- _What this task involves_
Repeat each line of the data below exactly, but skip the pictures.
━━━━━ Dataset
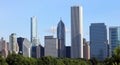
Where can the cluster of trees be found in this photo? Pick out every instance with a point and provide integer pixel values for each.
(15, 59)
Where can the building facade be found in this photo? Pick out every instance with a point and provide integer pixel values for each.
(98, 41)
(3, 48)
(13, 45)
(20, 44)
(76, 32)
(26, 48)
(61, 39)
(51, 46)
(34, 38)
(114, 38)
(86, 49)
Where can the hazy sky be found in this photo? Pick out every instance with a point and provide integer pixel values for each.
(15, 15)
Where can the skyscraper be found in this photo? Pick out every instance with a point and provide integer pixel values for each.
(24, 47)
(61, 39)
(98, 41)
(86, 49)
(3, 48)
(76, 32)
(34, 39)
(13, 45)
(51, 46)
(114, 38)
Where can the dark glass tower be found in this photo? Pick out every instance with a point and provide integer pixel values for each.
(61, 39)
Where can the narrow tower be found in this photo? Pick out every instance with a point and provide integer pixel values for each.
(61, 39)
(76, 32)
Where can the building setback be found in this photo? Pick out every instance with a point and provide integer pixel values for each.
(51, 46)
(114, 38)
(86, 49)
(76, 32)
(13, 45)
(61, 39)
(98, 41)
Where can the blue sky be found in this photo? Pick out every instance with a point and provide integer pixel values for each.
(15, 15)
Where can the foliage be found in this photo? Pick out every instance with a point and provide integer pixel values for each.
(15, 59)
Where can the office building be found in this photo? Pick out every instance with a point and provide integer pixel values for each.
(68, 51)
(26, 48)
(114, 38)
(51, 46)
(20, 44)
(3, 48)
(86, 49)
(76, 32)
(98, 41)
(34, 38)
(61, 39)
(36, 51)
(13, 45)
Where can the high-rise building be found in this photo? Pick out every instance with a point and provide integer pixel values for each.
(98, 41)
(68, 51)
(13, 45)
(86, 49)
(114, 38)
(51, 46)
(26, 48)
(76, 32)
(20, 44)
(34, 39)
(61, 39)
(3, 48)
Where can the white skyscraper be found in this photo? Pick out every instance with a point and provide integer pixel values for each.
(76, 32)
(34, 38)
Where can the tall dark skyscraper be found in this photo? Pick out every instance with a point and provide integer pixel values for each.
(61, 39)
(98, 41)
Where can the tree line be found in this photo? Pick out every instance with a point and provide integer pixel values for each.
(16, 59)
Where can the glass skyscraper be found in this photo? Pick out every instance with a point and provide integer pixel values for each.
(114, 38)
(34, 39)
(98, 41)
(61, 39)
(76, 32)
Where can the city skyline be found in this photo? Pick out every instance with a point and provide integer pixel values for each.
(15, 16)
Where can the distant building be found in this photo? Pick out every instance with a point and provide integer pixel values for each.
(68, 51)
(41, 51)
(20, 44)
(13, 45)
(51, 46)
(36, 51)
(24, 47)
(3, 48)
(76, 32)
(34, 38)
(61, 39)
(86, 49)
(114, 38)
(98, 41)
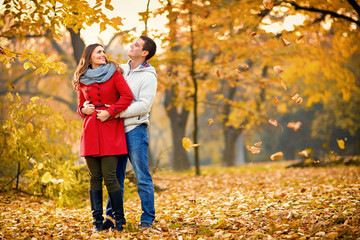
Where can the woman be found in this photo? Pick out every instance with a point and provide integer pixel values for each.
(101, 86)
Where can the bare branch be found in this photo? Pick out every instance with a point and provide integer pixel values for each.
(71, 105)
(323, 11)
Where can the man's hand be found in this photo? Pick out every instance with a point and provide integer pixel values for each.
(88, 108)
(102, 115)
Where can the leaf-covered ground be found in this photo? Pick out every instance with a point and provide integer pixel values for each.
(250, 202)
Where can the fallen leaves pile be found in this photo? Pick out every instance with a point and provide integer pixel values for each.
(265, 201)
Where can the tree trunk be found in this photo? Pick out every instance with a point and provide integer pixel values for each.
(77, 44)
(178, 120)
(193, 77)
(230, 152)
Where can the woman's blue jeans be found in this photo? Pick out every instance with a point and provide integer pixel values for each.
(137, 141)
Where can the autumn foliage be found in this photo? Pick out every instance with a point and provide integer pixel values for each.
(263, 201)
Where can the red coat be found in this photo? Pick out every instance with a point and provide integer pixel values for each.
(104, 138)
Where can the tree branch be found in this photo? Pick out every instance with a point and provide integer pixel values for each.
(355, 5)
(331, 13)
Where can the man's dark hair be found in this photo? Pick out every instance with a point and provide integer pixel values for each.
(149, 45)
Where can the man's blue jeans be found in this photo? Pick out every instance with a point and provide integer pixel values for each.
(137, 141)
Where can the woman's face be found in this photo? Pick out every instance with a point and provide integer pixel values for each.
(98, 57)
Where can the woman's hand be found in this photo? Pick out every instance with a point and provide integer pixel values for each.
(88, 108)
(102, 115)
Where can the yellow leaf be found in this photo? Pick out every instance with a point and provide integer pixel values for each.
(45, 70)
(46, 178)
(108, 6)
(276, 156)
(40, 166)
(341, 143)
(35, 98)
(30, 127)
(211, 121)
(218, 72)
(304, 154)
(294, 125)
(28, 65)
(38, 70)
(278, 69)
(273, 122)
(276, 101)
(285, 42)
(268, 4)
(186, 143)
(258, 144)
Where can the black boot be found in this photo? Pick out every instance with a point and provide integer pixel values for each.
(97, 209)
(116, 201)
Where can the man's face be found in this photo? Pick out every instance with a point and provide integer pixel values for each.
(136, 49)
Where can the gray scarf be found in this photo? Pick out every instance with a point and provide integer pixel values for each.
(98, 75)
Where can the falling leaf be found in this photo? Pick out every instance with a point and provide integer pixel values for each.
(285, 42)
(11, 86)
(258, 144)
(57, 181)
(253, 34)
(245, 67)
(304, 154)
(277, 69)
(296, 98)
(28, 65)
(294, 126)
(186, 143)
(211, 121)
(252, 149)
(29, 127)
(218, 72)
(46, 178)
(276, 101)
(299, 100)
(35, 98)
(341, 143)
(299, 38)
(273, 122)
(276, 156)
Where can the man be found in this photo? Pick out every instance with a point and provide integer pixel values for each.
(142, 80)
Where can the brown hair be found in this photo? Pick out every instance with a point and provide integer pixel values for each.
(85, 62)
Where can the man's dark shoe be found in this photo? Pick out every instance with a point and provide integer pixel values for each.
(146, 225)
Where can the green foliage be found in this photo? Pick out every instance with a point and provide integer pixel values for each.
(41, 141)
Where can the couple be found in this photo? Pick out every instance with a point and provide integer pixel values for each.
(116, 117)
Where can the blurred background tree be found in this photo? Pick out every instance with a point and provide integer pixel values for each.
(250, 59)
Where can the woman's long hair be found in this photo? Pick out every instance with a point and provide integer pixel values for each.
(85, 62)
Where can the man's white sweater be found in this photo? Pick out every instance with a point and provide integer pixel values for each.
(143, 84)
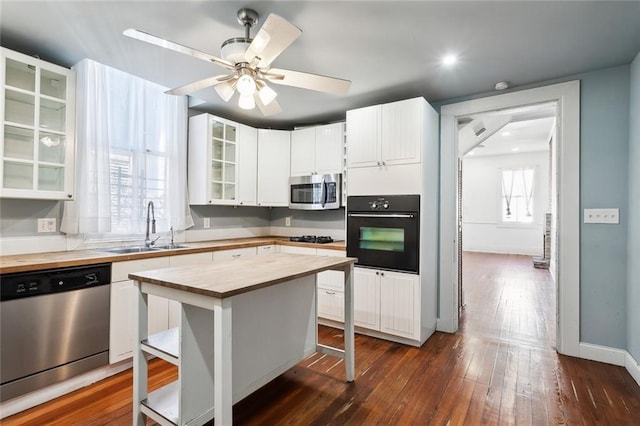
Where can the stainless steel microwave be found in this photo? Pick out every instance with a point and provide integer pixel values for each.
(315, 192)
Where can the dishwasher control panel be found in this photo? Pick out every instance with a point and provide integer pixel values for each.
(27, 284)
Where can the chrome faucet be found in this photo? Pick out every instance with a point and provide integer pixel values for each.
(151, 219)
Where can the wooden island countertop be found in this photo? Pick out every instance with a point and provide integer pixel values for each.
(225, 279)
━━━━━━━━━━
- _Answer to this exercise_
Where can the cluster of trees be found in this photo? Pick out every instance with a point and provide integer pixel values for each.
(15, 59)
Where can the building facade be found in this photo? Pick out every instance with a point and provide integer pixel values for each.
(98, 41)
(3, 48)
(13, 45)
(20, 44)
(76, 32)
(26, 48)
(61, 39)
(51, 46)
(34, 38)
(114, 38)
(86, 49)
Where can the hazy sky be found in this photo? Pick out every instance with a point and provide integer pixel values for each.
(15, 15)
Where can the skyscraper be found in this photo? Pick out every instance with a point and provide integer pixel values for each.
(24, 47)
(61, 39)
(98, 41)
(86, 49)
(3, 48)
(76, 32)
(34, 39)
(13, 45)
(51, 46)
(114, 38)
Where can the dark glass tower be found in this photo? Pick out every instance with a point and provide integer pixel values for each.
(61, 39)
Where can the narrow tower be found in this photo? Pick out every instance with a point and provide integer pixel values for each.
(61, 39)
(76, 32)
Where can the building setback be found in this photo? Pick out every instance with a point and provide integer pixel values for each.
(51, 46)
(114, 38)
(86, 49)
(76, 32)
(13, 45)
(61, 39)
(98, 41)
Where can the blue sky be found in this photo? Pick out every instance with a point and provide integer pixel values for each.
(15, 15)
Where can the foliage be found in this photo? Pick out every instance with a point and provide integer pixel values for each.
(15, 59)
Where can the office building be found in this photo? Pick out every instance with a point and provide integer pixel values for each.
(68, 51)
(26, 48)
(114, 38)
(51, 46)
(20, 44)
(3, 48)
(86, 49)
(76, 32)
(98, 41)
(34, 38)
(61, 39)
(36, 51)
(13, 45)
Where can the high-rise building be found in this photo? Pick out every instance with a point and provide integer pixel values for each.
(98, 41)
(68, 51)
(13, 45)
(86, 49)
(114, 38)
(51, 46)
(26, 48)
(76, 32)
(20, 44)
(34, 39)
(61, 39)
(3, 48)
Where can the white skyscraper be found in this photo? Pick out every instance with a point and provide integer pixel values for each.
(76, 32)
(34, 38)
Where can the tall dark skyscraper be found in this photo? Pick out every instance with a point and provide integer pixel values for each.
(61, 39)
(98, 41)
Where can the tree line be found in this photo? Pick out every instance with a point and provide integer pixel values for each.
(16, 59)
Where can the glass skyscraper be found in this photo? Pick out every instance with a point and provide integer pixel values for each.
(114, 38)
(34, 39)
(98, 41)
(61, 39)
(76, 32)
Where can the city skyline be found in this photo? Pick out every instance with a point and provide integer pixel values for each.
(15, 16)
Where can the distant building be found in this photo? Pick out every instance with a point and provide integer pixel values for each.
(68, 51)
(41, 51)
(20, 44)
(13, 45)
(51, 46)
(36, 51)
(24, 47)
(3, 48)
(76, 32)
(34, 38)
(61, 39)
(86, 49)
(114, 38)
(98, 41)
Where can the woman be found in this photo? Pick out every instance with a point and provide integer pixel values for each.
(101, 86)
Where can the bare branch be found in this photo? Pick out every instance with a point and provide integer pixel values for each.
(71, 105)
(323, 11)
Where can the man's hand be found in this photo? Pick out every instance with a point and provide integer pixel values for each.
(88, 108)
(102, 115)
Where can the leaf-covered ground be found in this photo? Pick out every instance with a point and provide integer pixel values for each.
(250, 202)
Where can the fallen leaves pile be found in this photo? Pick out every instance with a point and provide integer pixel values for each.
(265, 201)
Where can the tree trunk be found in this photo? Pick out every instance with a point and provide integer pixel values for each.
(77, 44)
(178, 120)
(193, 77)
(230, 152)
Where can the woman's blue jeans be found in this photo? Pick out every instance with a point and provide integer pixel values for each.
(137, 141)
Where can the autumn foliage be found in this photo? Pick out every instance with a point and provide integer pixel values for each.
(263, 201)
Where can the red coat be found in this photo? Pick out every instance with a point and provide integer pixel values for each.
(104, 138)
Where can the tree branch be found in this photo? Pick out every instance with a point and provide integer pixel values for each.
(355, 5)
(331, 13)
Where can the man's dark hair be found in this photo? Pick out every instance with a point and provide integer pixel values for each.
(149, 45)
Where can the man's blue jeans be found in this photo? Pick out every instance with a point and provide integer pixel values for each.
(137, 141)
Where can the woman's face be found in this photo? Pick out every instance with a point and provide integer pixel values for each.
(98, 57)
Where can the woman's hand be found in this photo? Pick out every instance with a point and provide integer pixel values for each.
(88, 108)
(102, 115)
Where can the yellow leaf be found in this photo? Pick out every instance with a point and provide integer pixel values for each.
(45, 70)
(46, 178)
(108, 6)
(276, 156)
(40, 166)
(341, 143)
(35, 98)
(30, 127)
(211, 121)
(218, 72)
(304, 154)
(294, 125)
(28, 65)
(38, 70)
(278, 69)
(273, 122)
(276, 101)
(285, 42)
(268, 4)
(186, 143)
(258, 144)
Where can the black boot be found in this photo? Pick out every instance with a point and provide integer pixel values for each.
(97, 209)
(116, 201)
Where can the man's face be found in this photo? Pick out every instance with a point and provide integer pixel values for each.
(136, 49)
Where can the gray scarf be found in this photo? Pick out every instance with a point and provide integer pixel values for each.
(98, 75)
Where can the falling leaf be found in this photo? Pick out every instance with a point and provide integer pixel values for each.
(285, 42)
(11, 86)
(258, 144)
(57, 181)
(253, 34)
(245, 67)
(304, 154)
(277, 69)
(296, 98)
(28, 65)
(294, 126)
(186, 143)
(211, 121)
(252, 149)
(29, 127)
(218, 72)
(46, 178)
(276, 101)
(299, 100)
(35, 98)
(341, 143)
(299, 38)
(273, 122)
(276, 156)
Where can the man be found in this photo? Pick out every instance with a point and provide integer pixel values for each.
(142, 80)
Where can the brown hair be found in this photo? Pick out every instance with a point and provide integer pixel values for each.
(85, 62)
Where can the man's dark shoe be found in this photo? Pick out every instance with a point and provide integer pixel values for each.
(146, 225)
Where can the green foliage be found in this photo? Pick out every instance with a point and provide integer pixel values for each.
(41, 141)
Where can the couple be found in this photo? Pick out every instance with a point and provide integer pixel values for each.
(116, 117)
Where can the blurred background tree be found in this photo? Pick out every instance with a point and provide integer pixel values for each.
(250, 59)
Where can the woman's long hair be found in this photo? Pick out every instance with a point and provide integer pixel values for each.
(85, 62)
Where can the man's white sweater be found in this photo? Pick out every instance with a point and provide integer pixel values for each.
(143, 84)
Where can the stainless steel microwave be found in this photo? Pick out every instance with a point and provide integer pixel values for each.
(315, 192)
Where can the dishwasher control panel be found in this photo? Pick out every instance with a point and provide integer pixel values for each.
(27, 284)
Where can the chrome faucet be found in this photo? Pick out every instance with a point and provide integer pixel values for each.
(151, 219)
Where can the wooden island countertop be found in this photo? Pick out every instance with a point and provide integer pixel values for each.
(225, 279)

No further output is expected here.